### What to do
Transcribe each record exactly. Include every one.

### Information given
━━━━━━━━━━━━━━━━
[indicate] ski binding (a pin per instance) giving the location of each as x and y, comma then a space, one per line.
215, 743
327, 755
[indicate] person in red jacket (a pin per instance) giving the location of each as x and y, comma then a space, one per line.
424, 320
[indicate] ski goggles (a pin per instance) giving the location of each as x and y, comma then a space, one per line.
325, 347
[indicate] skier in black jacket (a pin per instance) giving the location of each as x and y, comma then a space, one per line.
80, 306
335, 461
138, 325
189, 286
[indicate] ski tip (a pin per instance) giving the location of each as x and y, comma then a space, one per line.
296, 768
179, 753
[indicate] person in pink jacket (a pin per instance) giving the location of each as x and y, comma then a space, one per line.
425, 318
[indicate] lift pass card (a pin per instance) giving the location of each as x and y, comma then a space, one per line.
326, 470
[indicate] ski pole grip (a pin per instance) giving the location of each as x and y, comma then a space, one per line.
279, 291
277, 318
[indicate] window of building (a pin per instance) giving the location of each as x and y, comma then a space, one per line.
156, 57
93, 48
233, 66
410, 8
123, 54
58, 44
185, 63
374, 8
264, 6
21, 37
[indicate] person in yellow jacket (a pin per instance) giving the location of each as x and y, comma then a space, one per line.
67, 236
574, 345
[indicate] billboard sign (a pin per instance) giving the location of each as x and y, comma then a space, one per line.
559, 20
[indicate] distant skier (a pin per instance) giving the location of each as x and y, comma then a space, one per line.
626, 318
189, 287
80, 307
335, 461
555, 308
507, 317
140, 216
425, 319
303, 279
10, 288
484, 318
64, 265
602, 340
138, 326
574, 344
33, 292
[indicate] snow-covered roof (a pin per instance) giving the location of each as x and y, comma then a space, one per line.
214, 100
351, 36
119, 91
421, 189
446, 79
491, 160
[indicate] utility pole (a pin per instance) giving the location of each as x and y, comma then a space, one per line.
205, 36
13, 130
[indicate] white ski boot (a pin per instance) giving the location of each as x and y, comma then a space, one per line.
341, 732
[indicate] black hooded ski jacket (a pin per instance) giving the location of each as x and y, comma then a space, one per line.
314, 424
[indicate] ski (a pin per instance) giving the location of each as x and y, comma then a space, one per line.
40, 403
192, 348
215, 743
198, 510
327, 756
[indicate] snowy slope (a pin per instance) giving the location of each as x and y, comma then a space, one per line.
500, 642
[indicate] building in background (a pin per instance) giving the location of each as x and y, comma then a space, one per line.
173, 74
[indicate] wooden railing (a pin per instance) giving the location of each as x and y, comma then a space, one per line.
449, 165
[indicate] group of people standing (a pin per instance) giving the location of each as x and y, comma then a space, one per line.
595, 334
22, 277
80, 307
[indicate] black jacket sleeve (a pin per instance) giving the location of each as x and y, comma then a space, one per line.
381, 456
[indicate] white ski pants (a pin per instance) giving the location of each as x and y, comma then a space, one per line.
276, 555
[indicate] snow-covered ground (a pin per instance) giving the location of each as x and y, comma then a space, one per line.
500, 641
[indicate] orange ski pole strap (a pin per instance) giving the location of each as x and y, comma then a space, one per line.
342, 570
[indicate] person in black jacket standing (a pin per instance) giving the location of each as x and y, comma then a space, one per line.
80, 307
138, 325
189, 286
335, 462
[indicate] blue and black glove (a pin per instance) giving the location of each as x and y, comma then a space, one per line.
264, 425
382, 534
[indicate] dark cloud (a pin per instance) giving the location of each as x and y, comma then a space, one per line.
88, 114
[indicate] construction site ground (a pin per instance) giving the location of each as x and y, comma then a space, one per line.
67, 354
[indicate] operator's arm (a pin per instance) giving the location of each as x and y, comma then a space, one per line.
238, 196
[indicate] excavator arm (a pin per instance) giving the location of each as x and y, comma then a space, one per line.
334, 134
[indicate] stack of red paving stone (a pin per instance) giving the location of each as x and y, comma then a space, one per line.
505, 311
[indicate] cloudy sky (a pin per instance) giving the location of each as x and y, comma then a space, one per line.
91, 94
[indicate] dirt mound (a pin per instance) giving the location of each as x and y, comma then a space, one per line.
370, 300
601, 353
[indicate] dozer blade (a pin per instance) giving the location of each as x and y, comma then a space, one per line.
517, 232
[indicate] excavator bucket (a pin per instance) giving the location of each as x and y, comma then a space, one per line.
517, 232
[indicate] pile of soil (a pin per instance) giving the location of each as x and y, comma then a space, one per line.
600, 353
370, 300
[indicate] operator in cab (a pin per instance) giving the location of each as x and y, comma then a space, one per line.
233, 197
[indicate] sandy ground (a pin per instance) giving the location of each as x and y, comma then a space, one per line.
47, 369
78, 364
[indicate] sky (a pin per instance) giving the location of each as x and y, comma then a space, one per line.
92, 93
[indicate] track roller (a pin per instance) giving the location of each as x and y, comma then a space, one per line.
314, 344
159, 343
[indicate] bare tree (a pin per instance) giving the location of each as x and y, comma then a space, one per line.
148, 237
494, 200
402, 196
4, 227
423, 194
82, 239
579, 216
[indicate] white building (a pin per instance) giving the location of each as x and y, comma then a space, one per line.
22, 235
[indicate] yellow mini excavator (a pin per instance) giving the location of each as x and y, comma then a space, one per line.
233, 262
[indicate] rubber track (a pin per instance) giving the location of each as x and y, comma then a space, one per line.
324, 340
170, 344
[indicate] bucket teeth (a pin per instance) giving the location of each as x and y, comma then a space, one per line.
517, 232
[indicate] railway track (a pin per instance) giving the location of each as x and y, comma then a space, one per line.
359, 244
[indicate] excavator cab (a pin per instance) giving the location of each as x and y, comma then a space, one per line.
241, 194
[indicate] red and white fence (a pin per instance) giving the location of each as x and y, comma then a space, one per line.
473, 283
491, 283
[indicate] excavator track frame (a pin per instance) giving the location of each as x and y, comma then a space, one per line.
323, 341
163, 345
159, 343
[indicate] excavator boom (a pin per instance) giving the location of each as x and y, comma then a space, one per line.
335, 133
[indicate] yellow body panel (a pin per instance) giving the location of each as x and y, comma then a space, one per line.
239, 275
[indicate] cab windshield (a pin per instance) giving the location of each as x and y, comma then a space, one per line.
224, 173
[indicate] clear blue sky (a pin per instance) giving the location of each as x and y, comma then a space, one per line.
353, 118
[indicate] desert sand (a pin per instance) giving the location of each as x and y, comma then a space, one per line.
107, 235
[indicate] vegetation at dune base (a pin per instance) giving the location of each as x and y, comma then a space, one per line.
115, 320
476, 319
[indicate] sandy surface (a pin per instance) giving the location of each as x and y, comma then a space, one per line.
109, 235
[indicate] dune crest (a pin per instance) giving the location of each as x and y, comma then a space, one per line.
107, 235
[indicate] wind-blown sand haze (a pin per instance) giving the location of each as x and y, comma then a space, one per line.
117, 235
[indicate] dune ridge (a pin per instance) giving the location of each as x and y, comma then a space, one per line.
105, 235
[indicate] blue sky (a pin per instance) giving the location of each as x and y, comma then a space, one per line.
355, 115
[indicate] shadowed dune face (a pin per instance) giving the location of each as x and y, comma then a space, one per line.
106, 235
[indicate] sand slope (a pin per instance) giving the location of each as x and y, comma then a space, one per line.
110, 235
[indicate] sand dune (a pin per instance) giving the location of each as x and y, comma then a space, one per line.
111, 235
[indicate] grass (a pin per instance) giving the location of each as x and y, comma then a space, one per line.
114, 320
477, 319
━━━━━━━━━━━━━━━━
### Response to this exercise
[indicate] ski binding (a pin per instance) giving the location of each as x and y, comma then a space, one per line.
215, 743
327, 755
[indicate] person in red jacket (a pin per instance) giving the location of each as x and y, comma then a space, one per line.
424, 320
[indicate] ski goggles (a pin per instance) giving the location of each as x and y, comma then a space, one per line.
325, 347
[indicate] skier in black jacket (a pin per instance) giving the location of each as x and y, comma then a space, one per line.
80, 306
335, 461
138, 325
189, 286
[indicate] ski tip (a pin per instance) giving the location of each as x and y, comma then a space, one per line.
296, 768
179, 753
[indicate] person in pink jacket (a pin per instance) giving the location of each as x and y, comma then a space, one per line.
425, 318
[indicate] lift pass card (a pin per instance) giving the location of each as x and y, comma then a space, one per line.
326, 470
[indicate] ski pole grip (a pin per instance) giving the location of each as x and y, comma then a space, one per line.
279, 291
277, 318
[indicate] window of building (a pin per instance) giving the location of each as x and y, comma then a space, one per line.
156, 57
93, 48
233, 66
410, 8
123, 54
58, 44
185, 63
374, 8
264, 6
21, 37
[indicate] person in yellow jacket (a pin per instance) giving the location of each as x and y, comma then a space, one per line.
67, 236
574, 345
[indicate] billboard sign (a pin per instance) giving the location of each as x and y, comma then a space, one per line.
559, 20
[indicate] distant skier (a pin per instance) giving the location of each as x and y, comma then a space, one per line.
626, 318
189, 287
80, 307
335, 461
555, 308
507, 317
140, 216
425, 319
303, 279
10, 288
484, 318
64, 265
602, 340
138, 326
574, 344
33, 292
[indicate] snow-covered roof (a pin per instance) giving the location of each as x and y, comma then a space, one per line.
214, 100
351, 36
119, 91
421, 189
446, 79
491, 160
[indicate] utility pole (a pin per instance) giving the location of each as x and y, comma then a space, one per line.
205, 36
13, 130
[indicate] white ski boot (a pin per instance) giving the location of each as x and y, comma then a space, one per line.
341, 732
[indicate] black hooded ski jacket (a pin per instance) giving the location of each as x and y, comma then a space, one per line.
314, 424
[indicate] ski (a pin per instance) giving the location of each as x and y, comma then a space, one per line.
40, 403
192, 348
215, 743
198, 510
327, 756
[indicate] snowy slope (a pin per instance) giving the location of each as x and y, comma then a space, one per line.
500, 642
[indicate] building in background (a pin per instance) giving the location of each as x and y, comma then a space, one per line.
173, 74
[indicate] wooden railing (a pin per instance) giving the location of each as x and y, comma then a space, one per line.
449, 165
[indicate] group of people standing (a pin per instance) giving the location of each as x and y, comma then a space, one per line.
595, 334
22, 277
80, 307
[indicate] black jacket sleeve (a pin per instance) giving the location of each as x and y, comma then a space, one per line.
381, 456
[indicate] white ski pants (a pin per instance) giving the location of each as x and y, comma then a space, one per line.
276, 555
[indicate] snow-covered ground (a pin per instance) giving the location of each as x and y, comma then a space, one per line.
500, 641
[indicate] orange ski pole strap (a pin per instance) giving the location of each as x and y, comma then a space, one per line.
342, 570
[indicate] person in black jacket standing (a pin per instance) giving the location of each as x and y, comma then a space, one per line.
80, 307
138, 325
189, 286
335, 462
[indicate] blue and black glove (a pin per instance) giving the location of each as x and y, comma then a space, one per line.
264, 425
382, 534
[indicate] dark cloud (a pin per instance) giving the location of each as x and y, comma then a space, one per line.
88, 114
[indicate] construction site ground (a pin per instance) giving the location of each as x and y, comma then a space, one per line.
67, 354
[indicate] operator's arm (a pin per instance) giving the location of each as x and y, comma then a space, one per line.
238, 196
[indicate] excavator arm (a pin per instance) giving the location of each as x and y, comma then a space, one per line.
334, 134
[indicate] stack of red paving stone (a pin per instance) giving the location of each as x and y, comma then a space, one per line.
505, 311
[indicate] cloudy sky (a pin per instance) giving the location of each as x and y, comma then a space, one per line.
91, 94
[indicate] dirt mound (a pin per instance) giving the location of each as x and y, comma then a space, one per line.
370, 300
601, 353
[indicate] dozer blade (a pin per instance) giving the location of each as x and y, comma then a space, one per line.
517, 232
[indicate] excavator bucket (a pin per instance) giving the location of each as x and y, comma then a space, one per line.
517, 232
[indicate] pile of soil (a pin per instance) giving the location of each as x and y, comma then a space, one per line.
600, 353
370, 300
[indicate] operator in cab (a pin per instance) giving the location of each as x and y, comma then a space, one per line.
233, 197
[indicate] sandy ground (a pin per instance) giving the location of each as x and y, comma then a space, one per line.
47, 369
78, 364
[indicate] sky (a pin per instance) giving the location of each as x and y, comma then a space, one per line.
92, 93
[indicate] track roller (a pin per instance) giving the location of each as x and y, comma then a space, one per line.
314, 344
159, 343
[indicate] bare tree (a pin per instance) giving the location of each as x and y, comma then a space, one per line.
148, 237
494, 200
402, 196
4, 227
423, 194
82, 239
579, 216
[indicate] white building (a pin per instance) giving the location of each as x and y, comma then a space, one per line.
22, 235
[indicate] yellow mini excavator (a pin per instance) giving the location of each as x and y, comma then a space, one per line.
233, 262
[indicate] rubber track (a pin per instance) giving the location of each as x and y, comma then a space, one per line.
324, 340
170, 344
[indicate] bucket teeth (a pin per instance) giving the location of each as x and y, comma then a space, one per line.
517, 232
[indicate] railway track (a pin per instance) giving the location of each as x and y, comma then a space, one per line.
359, 244
[indicate] excavator cab (a pin per instance) giving the location of each as x and y, comma then a space, one per line.
241, 194
[indicate] red and white fence (a pin per instance) giving the location of each as x and y, comma then a space, one per line.
473, 283
491, 283
[indicate] excavator track frame (a pin per instance) giving the location of each as x and y, comma then a space, one per line.
323, 341
163, 345
159, 343
[indicate] excavator boom (a pin per instance) giving the location of each as x and y, comma then a space, one per line.
335, 133
[indicate] yellow body panel (a pin per instance) giving the location of each as x and y, comma then a space, one per line.
239, 275
[indicate] cab windshield (a pin per instance) giving the location of each as x and y, comma then a space, one per line.
224, 173
[indicate] clear blue sky (a pin per instance) giving the location of each as x and y, comma then a space, one per line.
353, 118
[indicate] desert sand (a pin per instance) giving the location of each as x and y, comma then a space, one per line.
107, 235
[indicate] vegetation at dune base (a pin per instance) giving the location of each as x and y, comma then a space, one per line.
115, 320
476, 319
[indicate] sandy surface (a pin per instance) giving the location of each as x and y, comma then a space, one per line.
109, 235
[indicate] dune crest (a pin per instance) giving the location of each as x and y, comma then a space, one per line.
107, 235
[indicate] wind-blown sand haze (a pin per instance) giving the location of each as x and y, comma then a space, one per line.
117, 235
[indicate] dune ridge (a pin per instance) giving the location of each as x and y, comma then a space, one per line.
105, 235
[indicate] blue sky (a pin per instance) giving the location of each as x and y, comma then a space, one per line.
355, 115
[indicate] shadowed dune face (a pin per instance) giving the location of each as x and y, comma then a space, one per line.
106, 235
[indicate] sand slope (a pin per instance) giving the location of each as x and y, comma then a space, one per line.
110, 235
[indicate] sand dune (a pin per instance) giving the location of each as x and y, comma then a space, one per line.
111, 235
[indicate] grass (a pin per instance) giving the location of each as x and y, comma then a space, one per line.
114, 320
477, 319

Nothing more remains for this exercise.